Susan Murphy is the H.E. Robbins Distinguished University Professor of Statistics & Professor of Psychiatry and a Research Professor at the Institute for Social Research. Her research focuses on improving sequential, individualized, decision making in health, in particular on clinical trial design and data analysis to inform the development of treatment policies (also known as dynamic treatment regimes and adaptive interventions). She is a leading developer of the “Sequential Multiple Assignment Randomized Trial” design which is being used by clinical researchers to develop treatment policies across multiple health domains (e.g., depression, alcoholism, ADHD, substance abuse, HIV treatment, obesity, diabetes, and autism). Susan is currently working as part of several interdisciplinary teams to develop clinical trial designs and learning algorithms for settings in which patient information is collected in real time (e.g. via smart phones or other wearable devices) and treatments can be provided when and wherever needed. Susan is a Fellow of IMS, ASA and the College on Problems in Drug Dependence; she is a former editor of the Annals of Statistics, President-Elect of the Bernoulli Society, a member of the US National Academy of Medicine and a 2013 MacArthur Fellow.
Wald I:
Sequential Decision-Making and Personalized Treatment: The future is now!
Tuesday, August 11, 4:00pm, Convention Center Ballroom 6E
In the first Wald Lecture, Sequential decision making & personalized treatment: the future is now!, Susan will discuss new experimental designs for use in developing treatment policies in two broad areas: a) guiding expert sequential decision making and b) developing real-time treatment policies delivered via mobile devices. In the former area, each participant may be randomized two or three times, whereas in the latter area each participant may be randomized hundreds or thousands of times during the study. Both of these areas present a number of new challenges to the field of factorial experimental design as well as to the field of clinical trial design.
Wald II:
Offline Data Analysis Methods and Learning Algorithms for Constructing Mobile Treatment Policies
Wednesday, August 12, 10:30am, Convention Center Ballroom 6E
This second Wald Lecture will discuss estimation methods based on experimental or observational data for constructing real-time mobile health treatment policies. Over the last decades much of the research in this area has occurred outside of statistics, namely in the fields of reinforcement learning (an area of machine learning), operations research and in control engineering. As a result many aspects of present methods, in particular estimation methods most useful for health applications as well as inferential methods such as confidence intervals and testing have remained relatively undeveloped. This area presents new challenges for statisticians interested in analysis methods and inferential methods using large, complex data sets (large amounts of data are collected on each participant).
Wald III:
Continual, Online Learning in Sequential Decision-Making
Thursday, August 13, 10:30am, Convention Center Room 4C2
The last Wald Lecture will discuss methods and open problems in on-line personalization of a real-time treatment policy in mobile health. In particular, Susan will discuss proposals for basing the on-line personalization on a “warm-start” real-time treatment policy. These proposals involve the use of stochastic gradient ascent approaches to modifying the warm-start policy so as “personalize” the policy to the individual. She will discuss how learning algorithms may be constrained by scientific demands, the potential role of randomization not only for learning how to improve the warm-start but also for improving treatment effectiveness, how in this setting a learning algorithm is part of the definition of treatment and the challenges this raises. She will also discuss the issue of non-stationarity and the critical need for a new theoretical approach for developing and evaluating learning algorithms in non-stationary settings. This area presents new challenges to the field of statistical sequential analysis.

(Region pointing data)
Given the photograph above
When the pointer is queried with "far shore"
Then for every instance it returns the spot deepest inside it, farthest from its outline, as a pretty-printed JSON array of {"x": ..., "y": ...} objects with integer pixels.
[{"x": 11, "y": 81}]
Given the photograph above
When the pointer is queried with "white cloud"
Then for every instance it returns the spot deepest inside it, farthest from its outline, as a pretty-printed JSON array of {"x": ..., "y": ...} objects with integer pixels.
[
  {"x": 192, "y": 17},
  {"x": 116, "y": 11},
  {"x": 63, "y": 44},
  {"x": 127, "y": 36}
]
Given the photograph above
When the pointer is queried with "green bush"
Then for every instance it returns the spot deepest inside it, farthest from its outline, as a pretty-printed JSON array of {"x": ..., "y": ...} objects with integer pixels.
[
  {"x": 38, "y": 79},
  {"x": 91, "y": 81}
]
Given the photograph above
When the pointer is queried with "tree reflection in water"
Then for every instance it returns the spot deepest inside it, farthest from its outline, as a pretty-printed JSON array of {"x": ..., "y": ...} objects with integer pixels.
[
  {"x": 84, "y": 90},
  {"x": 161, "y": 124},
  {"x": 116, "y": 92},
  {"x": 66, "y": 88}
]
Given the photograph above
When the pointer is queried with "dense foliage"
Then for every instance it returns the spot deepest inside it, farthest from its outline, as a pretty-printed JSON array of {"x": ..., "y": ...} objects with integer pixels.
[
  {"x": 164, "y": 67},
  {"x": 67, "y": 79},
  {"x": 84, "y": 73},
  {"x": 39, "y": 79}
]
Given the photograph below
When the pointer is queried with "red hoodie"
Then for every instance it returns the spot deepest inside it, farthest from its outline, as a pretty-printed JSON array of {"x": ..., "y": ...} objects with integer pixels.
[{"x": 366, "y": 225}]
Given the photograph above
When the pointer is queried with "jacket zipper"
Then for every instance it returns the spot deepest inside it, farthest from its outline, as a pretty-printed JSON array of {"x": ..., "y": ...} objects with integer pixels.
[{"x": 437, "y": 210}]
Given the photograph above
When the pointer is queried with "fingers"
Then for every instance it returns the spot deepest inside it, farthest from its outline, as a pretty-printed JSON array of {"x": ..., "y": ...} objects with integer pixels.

EXERCISE OBJECTIVE. Rewrite the Wald Lectures text from "Tuesday, August 11, 4:00pm, Convention" down to "clinical trial design.", swapping "participant" for "patient" everywhere it appears.

TASK RESULT.
Tuesday, August 11, 4:00pm, Convention Center Ballroom 6E
In the first Wald Lecture, Sequential decision making & personalized treatment: the future is now!, Susan will discuss new experimental designs for use in developing treatment policies in two broad areas: a) guiding expert sequential decision making and b) developing real-time treatment policies delivered via mobile devices. In the former area, each patient may be randomized two or three times, whereas in the latter area each patient may be randomized hundreds or thousands of times during the study. Both of these areas present a number of new challenges to the field of factorial experimental design as well as to the field of clinical trial design.